Requirements>
The data below must be copied in full and without any change.

Stored data entries:
.....
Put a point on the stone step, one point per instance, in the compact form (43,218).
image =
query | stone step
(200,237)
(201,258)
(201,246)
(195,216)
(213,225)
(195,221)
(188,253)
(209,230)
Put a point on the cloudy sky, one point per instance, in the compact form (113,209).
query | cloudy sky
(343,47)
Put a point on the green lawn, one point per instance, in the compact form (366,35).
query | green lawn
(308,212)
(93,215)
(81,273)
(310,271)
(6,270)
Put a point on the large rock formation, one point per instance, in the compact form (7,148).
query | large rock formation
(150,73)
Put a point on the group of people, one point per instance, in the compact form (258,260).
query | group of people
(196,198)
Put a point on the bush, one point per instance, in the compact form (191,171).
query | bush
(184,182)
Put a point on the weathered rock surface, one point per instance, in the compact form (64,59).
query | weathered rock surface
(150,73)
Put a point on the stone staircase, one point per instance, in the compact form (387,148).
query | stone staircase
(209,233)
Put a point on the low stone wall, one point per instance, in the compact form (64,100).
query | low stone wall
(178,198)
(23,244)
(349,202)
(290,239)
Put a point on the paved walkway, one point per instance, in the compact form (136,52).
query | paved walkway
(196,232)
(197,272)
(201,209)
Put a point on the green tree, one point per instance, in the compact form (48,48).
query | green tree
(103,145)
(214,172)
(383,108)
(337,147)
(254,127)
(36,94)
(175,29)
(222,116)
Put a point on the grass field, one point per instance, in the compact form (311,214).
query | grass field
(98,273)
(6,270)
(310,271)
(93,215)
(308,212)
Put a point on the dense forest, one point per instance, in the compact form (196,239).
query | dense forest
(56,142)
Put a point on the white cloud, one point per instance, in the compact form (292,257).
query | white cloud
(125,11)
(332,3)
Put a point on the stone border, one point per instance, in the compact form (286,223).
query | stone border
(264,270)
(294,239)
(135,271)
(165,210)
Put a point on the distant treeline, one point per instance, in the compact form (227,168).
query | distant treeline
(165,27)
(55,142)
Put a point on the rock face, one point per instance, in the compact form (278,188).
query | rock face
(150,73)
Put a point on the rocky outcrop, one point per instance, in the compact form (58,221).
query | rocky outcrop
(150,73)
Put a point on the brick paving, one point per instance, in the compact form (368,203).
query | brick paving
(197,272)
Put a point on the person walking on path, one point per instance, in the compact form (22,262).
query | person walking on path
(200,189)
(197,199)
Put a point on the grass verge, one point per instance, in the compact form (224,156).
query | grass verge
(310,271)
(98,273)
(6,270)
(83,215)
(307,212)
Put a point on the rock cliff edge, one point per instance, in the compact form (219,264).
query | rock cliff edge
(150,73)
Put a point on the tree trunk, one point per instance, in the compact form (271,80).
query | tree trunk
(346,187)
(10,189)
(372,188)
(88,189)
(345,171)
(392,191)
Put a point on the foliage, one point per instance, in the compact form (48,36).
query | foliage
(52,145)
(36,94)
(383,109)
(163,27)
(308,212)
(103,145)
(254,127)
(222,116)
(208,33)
.....
Solution below>
Put a point on the stone step, one point per instance, in the compact form (43,218).
image =
query | stone step
(200,237)
(201,258)
(201,246)
(195,216)
(213,225)
(195,221)
(188,253)
(209,230)
Put a point on the cloudy sky, one point per instance, in the compact form (113,209).
query | cloudy sky
(343,47)
Put a point on the green lawn, one point per instance, in the compact form (366,35).
query | green lawn
(308,212)
(93,215)
(81,273)
(310,271)
(6,270)
Put a point on the large rock formation, one point per instance, in the compact form (7,148).
query | large rock formation
(150,73)
Put a point on the group of people, one point per instance, in the compact form (258,260).
query | group of people
(196,198)
Put a point on the bush, one point per instance, in the compact form (191,171).
query | bush
(184,182)
Put a point on the weathered rock surface, one point per instance, in the compact form (64,59).
query | weathered rock surface
(150,73)
Put a point on the stone staircase, one point per instance, in the compact form (387,148).
query | stone staircase
(209,233)
Put a point on the low stone wall, one point per instance, in the compact form (64,100).
query | low stone wall
(178,198)
(23,244)
(349,202)
(290,239)
Put a point on the paved walkway, one point per instance, in the compact form (136,52).
query | paved walkway
(196,232)
(197,272)
(201,209)
Put a point on the green tree, one point per instance, in the compact form (48,48).
query | green tree
(103,145)
(214,172)
(383,108)
(337,147)
(254,127)
(36,94)
(175,29)
(222,116)
Put a point on the grass field, one point per instance, in the compact form (311,214).
query | grass field
(98,273)
(6,270)
(310,271)
(93,215)
(308,212)
Put a point on the dense forest, one point per instance, in the compact form (196,239).
query | dense forest
(56,142)
Put a point on the white cloud, one point per instance, in the compact form (292,257).
query | white cloud
(125,11)
(332,3)
Put a point on the stone border, one point per instance, in the compact form (286,223).
query | stone border
(264,270)
(294,239)
(135,271)
(165,210)
Put a point on the distant treeline, one point per instance, in the compact form (227,168).
query | distant treeline
(165,27)
(55,142)
Put a point on the rock face, one point per instance, in the compact form (278,188).
query | rock face
(150,73)
Put a point on the rocky outcrop, one point per instance, in the compact form (58,221).
query | rocky outcrop
(150,73)
Put a point on the brick paving, one point per instance, in the compact form (368,203).
query | brick paving
(197,272)
Put a point on the person walking on path, one point per instance, in the compact form (22,262).
query | person walking on path
(200,189)
(197,199)
Put a point on the grass verge, one point per instance, in the compact form (224,156).
query | grass verge
(310,271)
(98,273)
(6,270)
(83,215)
(307,212)
Put a point on the rock cliff edge, one point per instance, in the compact form (219,264).
query | rock cliff edge
(150,73)
Put a point on the tree trunk, one point per instance, in the compact form (271,80).
query | tree trunk
(346,187)
(10,189)
(372,188)
(88,189)
(345,171)
(392,191)
Put a point on the foliage, one point per instance, in the compact form (48,36).
query | foliage
(52,145)
(36,94)
(383,109)
(163,27)
(308,212)
(103,145)
(254,127)
(222,116)
(208,33)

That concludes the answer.